Zitierter Abschnitt |
Über zwei bequem hineinführende Treppen konnten “ Wasserscheue“ sich eingewöhnen, um das Nichtschwimmerbecken zu erreichen. Am Rand hielt man sich fest, zur weiteren Orientierung diente die rot-weiße Kunststoffkette. Drei Sprungbretter lockten in die Tiefe. So wurde nicht nur die Schwimmhalle sorgfältig geplant, auch der Eingangsbereich erhielt besondere Akzente: Großflächige Glastüren eröffneten den Blick in das Gebäude. Eine kleine Vorhalle mit Bänken sorgte für einen geschützten Wartebereich. Im Kassenraum befand sich rechts und links in der Wand ein Aquarium. Bunte Fische tummelten sich dort im Wasser und stimmten die Besucher ein. Von hier erreichte man auch die Abteilung der Brause- und Wannenbäder, nach Geschlechtern getrennt. Über eine geschwungene Treppe ging es hinauf in den Schwimmbereich. Eine Milchbar sorgte für die notwendige Stärkung. Gleichzeitig konnte man durch ein großes Fenster den Badebetrieb beobachten. So zogen alsbald die Besucher unter der gestrengen Aufsicht der Bademeisterin Fräulein Hertha Endrikat ihre Bahnen, hatten ihren Spaß und lernten Schwimmen.

Datenzeilen |
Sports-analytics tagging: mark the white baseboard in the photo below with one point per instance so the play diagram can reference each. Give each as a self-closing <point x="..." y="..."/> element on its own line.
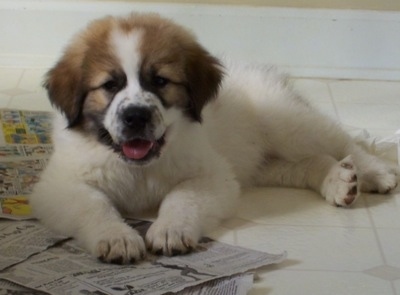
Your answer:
<point x="305" y="42"/>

Aufgabe | Wie hieß laut dem Abschnitt über die Schwimmhalle die Bademeisterin, unter deren Aufsicht die Besucher ihre Bahnen zogen? Die Daten stehen in keinem Zusammenhang mit dem Abschnitt über die Schwimmhalle.

Schriftliche Antwort | Sie hieß Fräulein Hertha Endrikat.